**Task brief**
Send back the records in full, character for character.

Records excerpted from a collection
================

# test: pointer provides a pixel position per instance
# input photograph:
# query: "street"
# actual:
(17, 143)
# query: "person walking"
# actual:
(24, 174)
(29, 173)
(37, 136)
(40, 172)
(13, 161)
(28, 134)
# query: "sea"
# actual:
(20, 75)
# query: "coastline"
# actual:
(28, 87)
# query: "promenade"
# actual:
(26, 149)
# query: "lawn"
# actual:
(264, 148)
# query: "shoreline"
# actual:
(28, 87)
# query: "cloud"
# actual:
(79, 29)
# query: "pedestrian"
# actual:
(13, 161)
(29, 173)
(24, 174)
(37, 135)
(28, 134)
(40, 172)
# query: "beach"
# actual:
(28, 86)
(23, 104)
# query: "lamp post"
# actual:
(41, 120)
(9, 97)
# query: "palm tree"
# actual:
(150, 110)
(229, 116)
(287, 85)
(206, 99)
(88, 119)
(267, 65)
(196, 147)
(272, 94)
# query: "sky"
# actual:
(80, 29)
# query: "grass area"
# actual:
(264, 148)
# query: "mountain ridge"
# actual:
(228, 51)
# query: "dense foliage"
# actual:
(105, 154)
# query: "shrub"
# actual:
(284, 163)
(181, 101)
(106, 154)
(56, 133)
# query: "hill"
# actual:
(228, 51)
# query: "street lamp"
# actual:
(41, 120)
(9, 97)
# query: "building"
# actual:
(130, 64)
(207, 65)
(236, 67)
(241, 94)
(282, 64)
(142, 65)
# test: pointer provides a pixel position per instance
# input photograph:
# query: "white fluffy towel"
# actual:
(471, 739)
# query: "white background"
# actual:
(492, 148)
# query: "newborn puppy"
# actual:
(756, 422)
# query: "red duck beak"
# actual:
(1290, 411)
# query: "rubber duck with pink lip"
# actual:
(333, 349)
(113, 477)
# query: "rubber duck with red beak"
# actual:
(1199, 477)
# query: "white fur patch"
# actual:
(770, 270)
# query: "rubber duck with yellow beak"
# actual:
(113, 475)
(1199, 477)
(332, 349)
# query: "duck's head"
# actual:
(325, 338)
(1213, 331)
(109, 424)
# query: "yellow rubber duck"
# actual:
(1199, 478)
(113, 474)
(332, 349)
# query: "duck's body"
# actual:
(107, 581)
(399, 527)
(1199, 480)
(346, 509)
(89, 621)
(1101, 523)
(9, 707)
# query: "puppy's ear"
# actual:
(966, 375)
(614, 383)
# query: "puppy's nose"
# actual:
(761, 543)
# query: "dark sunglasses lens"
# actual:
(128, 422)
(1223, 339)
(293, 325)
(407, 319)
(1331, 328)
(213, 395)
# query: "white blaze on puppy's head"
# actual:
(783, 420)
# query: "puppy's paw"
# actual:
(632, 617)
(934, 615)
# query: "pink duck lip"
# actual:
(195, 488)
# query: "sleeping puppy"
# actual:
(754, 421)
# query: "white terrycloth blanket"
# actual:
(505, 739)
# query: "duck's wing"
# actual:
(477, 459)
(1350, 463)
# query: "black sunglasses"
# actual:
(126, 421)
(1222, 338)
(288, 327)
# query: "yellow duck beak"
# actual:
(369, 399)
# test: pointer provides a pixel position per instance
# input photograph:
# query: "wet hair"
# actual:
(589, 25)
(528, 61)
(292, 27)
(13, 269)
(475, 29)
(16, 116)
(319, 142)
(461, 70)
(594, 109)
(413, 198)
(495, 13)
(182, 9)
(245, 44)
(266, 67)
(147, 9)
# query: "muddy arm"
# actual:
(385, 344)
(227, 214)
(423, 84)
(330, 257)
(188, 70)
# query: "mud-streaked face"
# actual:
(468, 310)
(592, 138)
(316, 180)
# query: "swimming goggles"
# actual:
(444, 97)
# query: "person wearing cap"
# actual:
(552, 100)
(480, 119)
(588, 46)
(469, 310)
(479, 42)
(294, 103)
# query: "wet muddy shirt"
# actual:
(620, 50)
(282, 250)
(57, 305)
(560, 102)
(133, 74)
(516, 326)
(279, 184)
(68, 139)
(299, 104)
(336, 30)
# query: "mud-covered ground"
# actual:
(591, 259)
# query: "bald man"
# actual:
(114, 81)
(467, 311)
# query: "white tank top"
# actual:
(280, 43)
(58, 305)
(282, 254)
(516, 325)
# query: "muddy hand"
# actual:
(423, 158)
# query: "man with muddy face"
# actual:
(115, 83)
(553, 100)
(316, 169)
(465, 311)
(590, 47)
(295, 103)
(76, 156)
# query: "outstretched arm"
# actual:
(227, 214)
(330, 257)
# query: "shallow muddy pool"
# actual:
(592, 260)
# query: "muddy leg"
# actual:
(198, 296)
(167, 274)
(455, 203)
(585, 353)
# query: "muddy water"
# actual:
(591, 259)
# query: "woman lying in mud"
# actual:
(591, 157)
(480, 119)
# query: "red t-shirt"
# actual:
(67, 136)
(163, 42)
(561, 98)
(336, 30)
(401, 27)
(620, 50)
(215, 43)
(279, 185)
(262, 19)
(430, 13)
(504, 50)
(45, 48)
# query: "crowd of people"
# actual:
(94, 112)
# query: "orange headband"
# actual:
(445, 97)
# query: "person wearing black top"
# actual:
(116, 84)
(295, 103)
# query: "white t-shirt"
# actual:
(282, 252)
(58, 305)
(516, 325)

================

**The answer**
# test: pointer provides a pixel position per instance
# input photograph:
# query: "street"
# actual:
(17, 143)
# query: "person walking"
# actual:
(24, 174)
(29, 173)
(37, 136)
(40, 172)
(13, 161)
(28, 134)
# query: "sea"
# actual:
(20, 75)
# query: "coastline"
# actual:
(28, 87)
# query: "promenade"
# actual:
(26, 149)
# query: "lawn"
# actual:
(264, 148)
# query: "shoreline"
# actual:
(28, 87)
# query: "cloud"
# actual:
(79, 29)
# query: "pedestrian"
# actual:
(13, 161)
(29, 173)
(24, 174)
(37, 135)
(28, 134)
(40, 172)
# query: "beach"
# actual:
(28, 86)
(23, 104)
# query: "lamp post"
# actual:
(41, 120)
(9, 97)
# query: "palm tree"
# actual:
(150, 110)
(229, 116)
(287, 85)
(206, 99)
(88, 119)
(267, 65)
(196, 147)
(272, 94)
# query: "sky"
# actual:
(80, 29)
# query: "grass area"
# actual:
(264, 148)
# query: "mountain ridge"
# actual:
(228, 51)
# query: "dense foliage"
# actual:
(105, 154)
# query: "shrub"
# actual:
(284, 163)
(181, 101)
(106, 154)
(56, 133)
# query: "hill"
# actual:
(228, 51)
# query: "street lamp"
# actual:
(41, 120)
(9, 97)
# query: "building"
# actual:
(130, 64)
(207, 65)
(236, 67)
(241, 94)
(282, 64)
(142, 65)
# test: pointer provides a pixel position per instance
# input photograph:
# query: "white fluffy towel"
# actual:
(471, 739)
# query: "white background"
# actual:
(492, 148)
# query: "newborn puppy"
# actual:
(756, 422)
# query: "red duck beak"
# actual:
(1290, 411)
# query: "rubber duck with pink lip"
# actual:
(333, 349)
(113, 477)
# query: "rubber duck with red beak"
# actual:
(1199, 477)
# query: "white fur patch"
# actual:
(770, 270)
# query: "rubber duck with yellow beak"
# actual:
(113, 475)
(1199, 477)
(332, 349)
# query: "duck's head"
# actual:
(325, 338)
(1213, 331)
(109, 424)
# query: "yellow rubber duck"
# actual:
(1199, 478)
(113, 474)
(332, 349)
# query: "duck's body"
# actual:
(107, 581)
(399, 527)
(1199, 480)
(346, 509)
(89, 621)
(1101, 523)
(9, 707)
# query: "puppy's ear"
# actual:
(966, 375)
(614, 383)
# query: "puppy's nose"
# actual:
(761, 543)
# query: "dark sunglasses lens"
# actual:
(128, 422)
(1223, 339)
(293, 325)
(407, 319)
(1331, 328)
(213, 395)
# query: "white blaze on puppy's head"
# actual:
(783, 420)
# query: "puppy's paw"
# actual:
(632, 617)
(934, 615)
# query: "pink duck lip"
# actual:
(195, 488)
# query: "sleeping puppy"
# actual:
(754, 421)
# query: "white terrycloth blanket"
# actual:
(505, 739)
# query: "duck's wing"
# actual:
(477, 459)
(1350, 463)
# query: "black sunglasses"
# actual:
(126, 421)
(1222, 338)
(288, 327)
# query: "yellow duck beak"
# actual:
(369, 399)
# test: pointer provides a pixel position per instance
# input photograph:
# query: "wet hair"
# actual:
(589, 25)
(528, 61)
(292, 27)
(13, 269)
(475, 29)
(16, 116)
(319, 142)
(461, 70)
(594, 109)
(413, 198)
(495, 13)
(182, 9)
(245, 44)
(266, 67)
(147, 9)
# query: "muddy arm"
# actual:
(385, 344)
(227, 214)
(423, 84)
(330, 257)
(188, 70)
# query: "mud-streaked face"
# actual:
(468, 310)
(592, 138)
(316, 180)
# query: "swimming goggles"
# actual:
(444, 97)
# query: "person wearing cap"
# actual:
(552, 100)
(480, 119)
(588, 46)
(469, 310)
(479, 42)
(294, 103)
# query: "wet muddy shirt"
# actual:
(620, 50)
(282, 250)
(57, 305)
(560, 102)
(133, 74)
(516, 326)
(279, 184)
(68, 139)
(299, 104)
(336, 30)
# query: "mud-covered ground"
# actual:
(591, 259)
# query: "bald man"
# actual:
(114, 81)
(467, 311)
# query: "white tank top"
# actual:
(280, 43)
(58, 305)
(282, 254)
(516, 325)
# query: "muddy hand"
# actual:
(423, 158)
# query: "man with muddy face"
# actual:
(115, 83)
(553, 100)
(316, 169)
(465, 311)
(590, 47)
(295, 103)
(76, 156)
# query: "outstretched arm"
# actual:
(227, 214)
(330, 257)
# query: "shallow muddy pool"
# actual:
(592, 260)
# query: "muddy leg"
# actual:
(198, 296)
(167, 274)
(455, 203)
(585, 353)
# query: "muddy water"
# actual:
(591, 259)
# query: "woman lying in mud"
# actual:
(591, 157)
(480, 119)
# query: "red t-shirt"
# actual:
(67, 136)
(163, 42)
(561, 98)
(336, 30)
(401, 27)
(620, 50)
(215, 43)
(279, 185)
(262, 19)
(430, 13)
(504, 50)
(45, 48)
# query: "crowd of people"
# actual:
(94, 112)
# query: "orange headband"
# actual:
(445, 97)
# query: "person wearing black top"
# actual:
(116, 84)
(295, 103)
# query: "white t-shirt"
# actual:
(282, 252)
(58, 305)
(516, 325)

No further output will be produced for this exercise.